▸ Exercise details: Reproduce only the lines from the one containing "Return one point per instance of the white road" through the end of the data, exactly as they stand.

━━━━━ Dataset entries

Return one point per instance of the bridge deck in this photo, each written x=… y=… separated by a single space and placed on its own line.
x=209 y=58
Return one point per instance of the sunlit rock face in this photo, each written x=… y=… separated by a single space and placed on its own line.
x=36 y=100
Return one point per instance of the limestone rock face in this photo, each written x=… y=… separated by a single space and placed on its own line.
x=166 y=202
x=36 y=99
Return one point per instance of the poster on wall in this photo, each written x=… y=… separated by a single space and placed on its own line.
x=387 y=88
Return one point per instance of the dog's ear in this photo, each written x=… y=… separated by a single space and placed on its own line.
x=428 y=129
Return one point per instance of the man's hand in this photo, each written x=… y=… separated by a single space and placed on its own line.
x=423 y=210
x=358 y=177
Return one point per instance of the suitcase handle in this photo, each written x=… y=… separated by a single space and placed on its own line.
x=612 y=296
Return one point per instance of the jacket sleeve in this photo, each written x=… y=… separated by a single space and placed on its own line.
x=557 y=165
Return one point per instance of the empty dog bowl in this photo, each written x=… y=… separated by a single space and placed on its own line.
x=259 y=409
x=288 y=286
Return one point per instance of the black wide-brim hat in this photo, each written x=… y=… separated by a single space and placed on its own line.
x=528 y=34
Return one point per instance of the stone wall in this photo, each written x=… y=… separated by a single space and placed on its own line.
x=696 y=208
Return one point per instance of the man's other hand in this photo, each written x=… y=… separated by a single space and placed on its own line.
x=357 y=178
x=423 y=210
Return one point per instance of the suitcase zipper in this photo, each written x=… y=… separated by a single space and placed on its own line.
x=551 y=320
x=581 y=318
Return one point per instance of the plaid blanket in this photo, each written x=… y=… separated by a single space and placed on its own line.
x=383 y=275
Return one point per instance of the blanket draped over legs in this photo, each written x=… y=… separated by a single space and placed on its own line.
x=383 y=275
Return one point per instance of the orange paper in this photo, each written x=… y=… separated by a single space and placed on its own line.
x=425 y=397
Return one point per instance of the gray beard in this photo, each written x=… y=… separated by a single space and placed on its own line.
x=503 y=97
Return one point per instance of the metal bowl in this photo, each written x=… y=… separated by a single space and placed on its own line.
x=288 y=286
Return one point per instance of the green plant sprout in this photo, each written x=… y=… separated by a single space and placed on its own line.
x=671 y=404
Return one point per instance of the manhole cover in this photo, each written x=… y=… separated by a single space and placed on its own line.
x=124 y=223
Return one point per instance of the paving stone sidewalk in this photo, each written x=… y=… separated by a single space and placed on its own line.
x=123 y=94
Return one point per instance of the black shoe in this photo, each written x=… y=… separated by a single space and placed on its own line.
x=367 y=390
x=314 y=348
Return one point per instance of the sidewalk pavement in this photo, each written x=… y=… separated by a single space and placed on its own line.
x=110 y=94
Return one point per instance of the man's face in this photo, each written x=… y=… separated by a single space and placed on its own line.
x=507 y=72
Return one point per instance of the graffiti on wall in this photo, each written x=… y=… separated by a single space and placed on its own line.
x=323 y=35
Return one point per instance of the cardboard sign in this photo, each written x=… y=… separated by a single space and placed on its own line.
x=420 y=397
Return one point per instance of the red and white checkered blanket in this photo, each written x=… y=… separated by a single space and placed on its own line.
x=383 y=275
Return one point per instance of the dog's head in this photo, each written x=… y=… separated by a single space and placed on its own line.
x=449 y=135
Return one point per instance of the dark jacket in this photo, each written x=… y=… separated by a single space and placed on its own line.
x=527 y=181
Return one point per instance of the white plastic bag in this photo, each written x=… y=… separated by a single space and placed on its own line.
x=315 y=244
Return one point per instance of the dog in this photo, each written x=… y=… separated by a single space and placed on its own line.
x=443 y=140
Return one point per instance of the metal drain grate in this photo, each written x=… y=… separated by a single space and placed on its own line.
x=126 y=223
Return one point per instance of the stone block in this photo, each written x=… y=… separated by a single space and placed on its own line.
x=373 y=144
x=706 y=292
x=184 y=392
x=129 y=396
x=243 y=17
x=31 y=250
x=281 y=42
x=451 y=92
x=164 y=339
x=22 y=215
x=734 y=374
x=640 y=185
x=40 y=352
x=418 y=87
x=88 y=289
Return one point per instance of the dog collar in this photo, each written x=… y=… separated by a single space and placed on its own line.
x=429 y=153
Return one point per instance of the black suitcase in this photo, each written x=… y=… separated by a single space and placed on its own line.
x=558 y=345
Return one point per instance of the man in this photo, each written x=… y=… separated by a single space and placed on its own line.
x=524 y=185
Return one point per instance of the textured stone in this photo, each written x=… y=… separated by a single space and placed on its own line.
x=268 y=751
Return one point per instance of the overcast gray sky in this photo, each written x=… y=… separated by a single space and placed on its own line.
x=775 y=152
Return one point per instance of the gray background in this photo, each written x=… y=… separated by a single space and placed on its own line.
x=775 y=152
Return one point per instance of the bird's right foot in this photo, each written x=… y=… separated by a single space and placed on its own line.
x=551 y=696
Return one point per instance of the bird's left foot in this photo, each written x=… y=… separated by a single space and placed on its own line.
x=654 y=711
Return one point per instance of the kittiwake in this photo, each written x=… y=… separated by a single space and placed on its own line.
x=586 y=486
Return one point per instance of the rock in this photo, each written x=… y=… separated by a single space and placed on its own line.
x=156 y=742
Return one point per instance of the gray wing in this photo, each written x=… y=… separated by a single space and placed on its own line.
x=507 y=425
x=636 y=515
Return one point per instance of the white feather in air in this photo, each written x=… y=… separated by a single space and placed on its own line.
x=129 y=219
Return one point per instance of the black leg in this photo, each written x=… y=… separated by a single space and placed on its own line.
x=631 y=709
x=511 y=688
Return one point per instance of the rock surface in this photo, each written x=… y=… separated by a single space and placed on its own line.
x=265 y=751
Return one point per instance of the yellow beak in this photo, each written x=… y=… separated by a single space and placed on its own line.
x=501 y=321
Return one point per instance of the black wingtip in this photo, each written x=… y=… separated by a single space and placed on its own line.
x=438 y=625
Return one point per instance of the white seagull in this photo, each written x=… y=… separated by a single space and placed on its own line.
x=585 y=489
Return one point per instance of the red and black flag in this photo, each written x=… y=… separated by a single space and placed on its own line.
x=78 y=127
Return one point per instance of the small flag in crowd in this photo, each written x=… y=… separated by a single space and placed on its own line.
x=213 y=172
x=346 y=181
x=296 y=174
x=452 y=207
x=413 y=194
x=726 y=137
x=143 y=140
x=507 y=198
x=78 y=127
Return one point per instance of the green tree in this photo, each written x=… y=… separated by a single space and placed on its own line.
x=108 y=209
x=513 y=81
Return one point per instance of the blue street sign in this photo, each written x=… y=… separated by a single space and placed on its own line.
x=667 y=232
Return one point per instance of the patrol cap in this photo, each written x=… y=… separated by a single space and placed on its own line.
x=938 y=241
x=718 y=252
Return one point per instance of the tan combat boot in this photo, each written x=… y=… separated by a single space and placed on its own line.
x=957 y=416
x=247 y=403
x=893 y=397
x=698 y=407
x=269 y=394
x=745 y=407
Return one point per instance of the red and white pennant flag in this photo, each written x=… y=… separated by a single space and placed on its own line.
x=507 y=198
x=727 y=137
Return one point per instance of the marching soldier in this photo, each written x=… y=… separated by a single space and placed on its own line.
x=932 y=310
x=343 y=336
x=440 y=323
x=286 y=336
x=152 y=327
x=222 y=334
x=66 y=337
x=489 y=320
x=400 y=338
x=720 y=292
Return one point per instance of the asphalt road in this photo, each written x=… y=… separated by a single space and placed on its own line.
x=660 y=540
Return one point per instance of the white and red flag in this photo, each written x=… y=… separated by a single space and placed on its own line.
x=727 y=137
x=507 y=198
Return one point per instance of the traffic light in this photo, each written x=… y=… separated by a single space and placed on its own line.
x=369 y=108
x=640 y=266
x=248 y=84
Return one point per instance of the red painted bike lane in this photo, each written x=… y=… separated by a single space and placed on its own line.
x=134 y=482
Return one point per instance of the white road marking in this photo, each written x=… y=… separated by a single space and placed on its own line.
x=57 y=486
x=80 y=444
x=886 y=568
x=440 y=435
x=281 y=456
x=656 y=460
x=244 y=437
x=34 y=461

━━━━━━━━━━

▸ Exercise output:
Return one point per instance of the white road marking in this photo, each written x=… y=… separated by a single space and placed on its own line.
x=57 y=486
x=80 y=444
x=886 y=568
x=440 y=435
x=281 y=456
x=656 y=460
x=244 y=437
x=34 y=461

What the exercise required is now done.